(Set of tasks)
a) List every genome version named in the passage about the web server, as the passage writes them.
b) From the passage about the web server, copy word for word the stretch that begins at the words "Running procedure" and stops after "previously submitted jobs.".

(Exercise passage)
──────────

We have provided example data sets for users to test out the web server. The user can either click on ‘try the demo here’ to visualize the network generated from the example data, or click on ‘example’ in both ‘Binding Location’ and ‘Differentiated Expression’ fields to load the example data.
Running procedure
The web server queues the submitted job for processing, and the user can see how many jobs are waiting in the queue and the time the job has been run. A permanent link for the job is also provided so that the users can retrieve the result when the job is finished. The ‘my jobs’ on the left side panel provides a link to each of the jobs submitted by current user in the past 2 weeks. By clicking on the link, the user is able to retrieve the previously submitted jobs.
The server uses the inputted ChIP-X and expression data of a TF to find direct and indirect targets for the TF. The direct targets are identified as the intersection between the gene list from ChIP-X and the gene list from differential expression data. The indirect targets of TF X, for each intermediate TF Y, are identified by scanning the promoters of all differentially expressed genes for potential binding sites. Gene Y must be a TF and must have its PWM annotated in the selected database(s). For human and mouse, the JASPAR vertebrates and UniPROBE contain PWMs of 113 and 165 TFs or TF complexes respectively. The TFBS track of UCSC genomes browser provides potential conserved binding sites of 166 TFs or TF complexes in human genome (hg18). The binding sites are mapped to human genome version hg19 and mouse genome version mm9 by liftOver. JASPAR fungi, MacIsaac et al. (18) and SCPD (19) provide 177, 122 and 24 PWMs respectively for yeast. Fruit fly and Arabidopsis have 125 and 21 PWMs in JASPAR insects and plants respectively.
The binding site is scanned using PWMSCAN (20) and the significance of the binding site is measured by the P-value, which is calculated through a permutation-based method, FastPval (21). A sequence hit with P-value less than the user specified cutoff is considered as a putative binding site. Putative binding sites are further filtered based on their conservation scores, which is evaluated by another permutation-based test. Binding sites with a conservation P-value less than the user specified value are accepted as potential conserved binding sites of the TF Y. Genes that possess potential conserved binding sites of the TF Y in their promoter region are considered as the potential targets of Y. The sequence of each binding site is extracted from the corresponding genome. Alignments of the binding site with other species were extracted from multiple alignments of corresponding genomes. Multiple alignment files have been downloaded from the UCSC genome browser http://hgdownload.cse.ucsc.edu/downloads.html. The sequence identity between aligned sequences and the binding site sequence are calculated. This sequence is then compared with a random background to obtain a conservation P-value, which indicates the likelihood of finding a random site of identical length with equal or high sequence identity among the different species.

──────────

(Record excerpts)
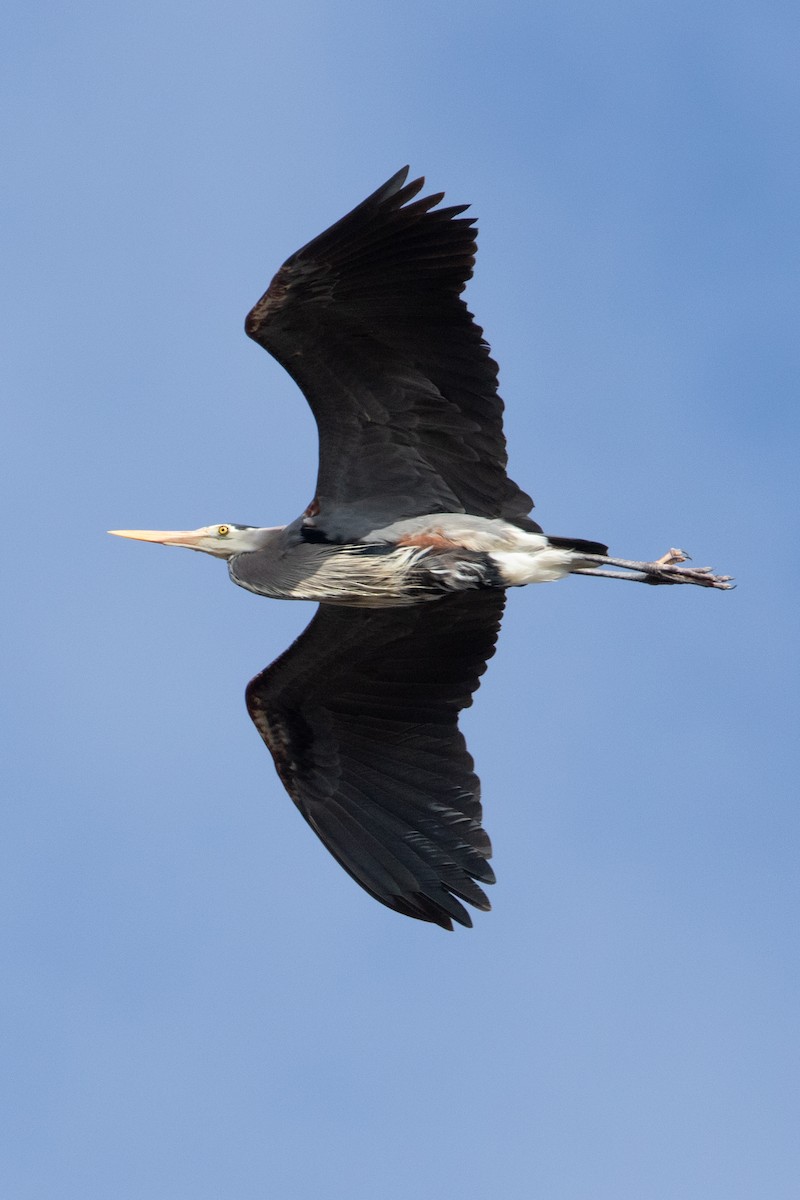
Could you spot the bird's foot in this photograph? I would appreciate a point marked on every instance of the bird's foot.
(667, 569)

──────────

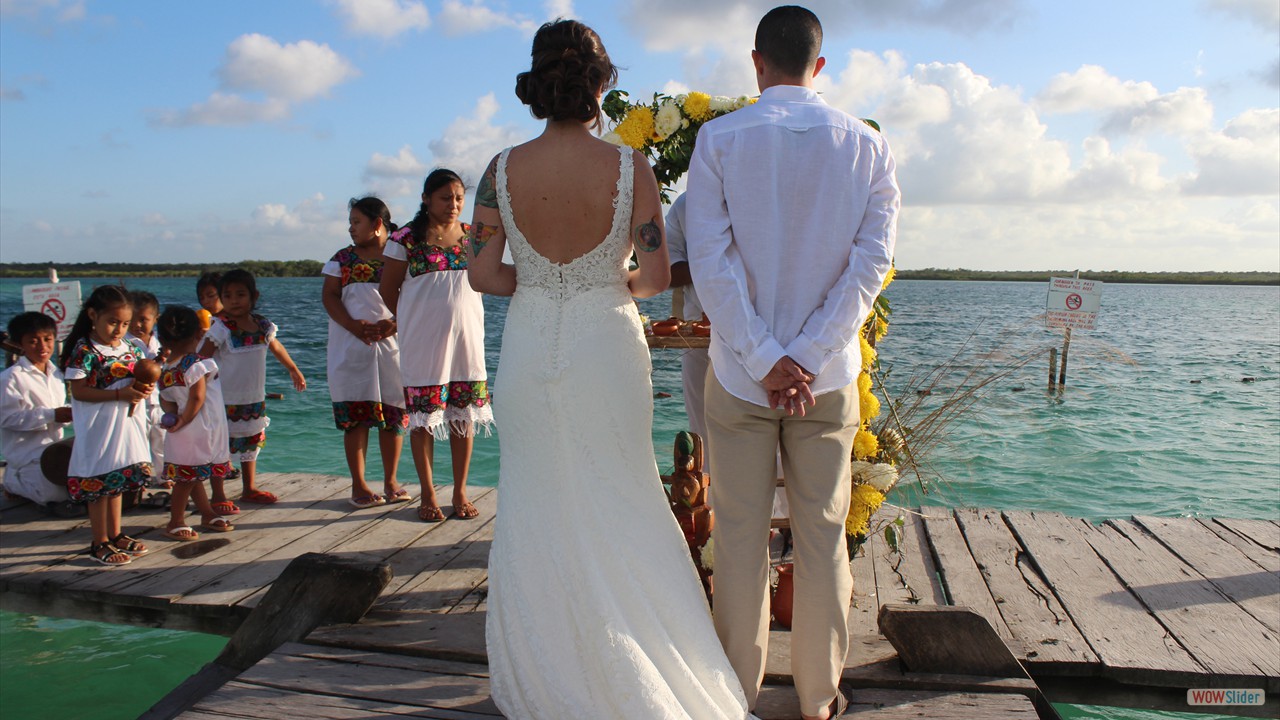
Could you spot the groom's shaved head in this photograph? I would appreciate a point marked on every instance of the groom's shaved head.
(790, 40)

──────────

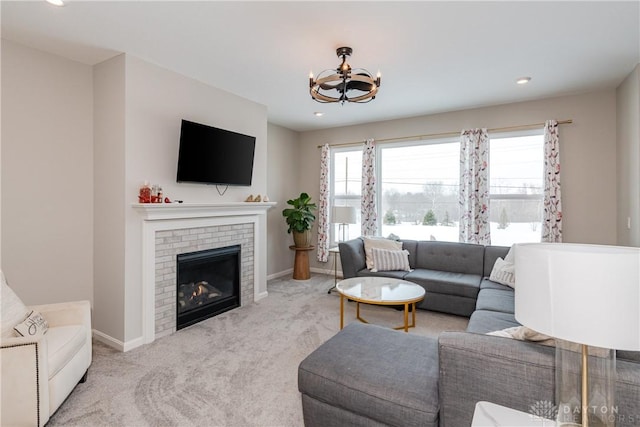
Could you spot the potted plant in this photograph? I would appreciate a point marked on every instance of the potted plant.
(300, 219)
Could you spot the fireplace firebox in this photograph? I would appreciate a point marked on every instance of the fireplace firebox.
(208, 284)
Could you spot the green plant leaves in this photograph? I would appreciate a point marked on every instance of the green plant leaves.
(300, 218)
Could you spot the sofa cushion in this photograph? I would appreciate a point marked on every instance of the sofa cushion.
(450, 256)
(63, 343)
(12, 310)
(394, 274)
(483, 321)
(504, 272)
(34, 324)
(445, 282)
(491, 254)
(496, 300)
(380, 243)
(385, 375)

──────────

(Answers below)
a) hg18, hg19, mm9

b)
Running procedure
The web server queues the submitted job for processing, and the user can see how many jobs are waiting in the queue and the time the job has been run. A permanent link for the job is also provided so that the users can retrieve the result when the job is finished. The ‘my jobs’ on the left side panel provides a link to each of the jobs submitted by current user in the past 2 weeks. By clicking on the link, the user is able to retrieve the previously submitted jobs.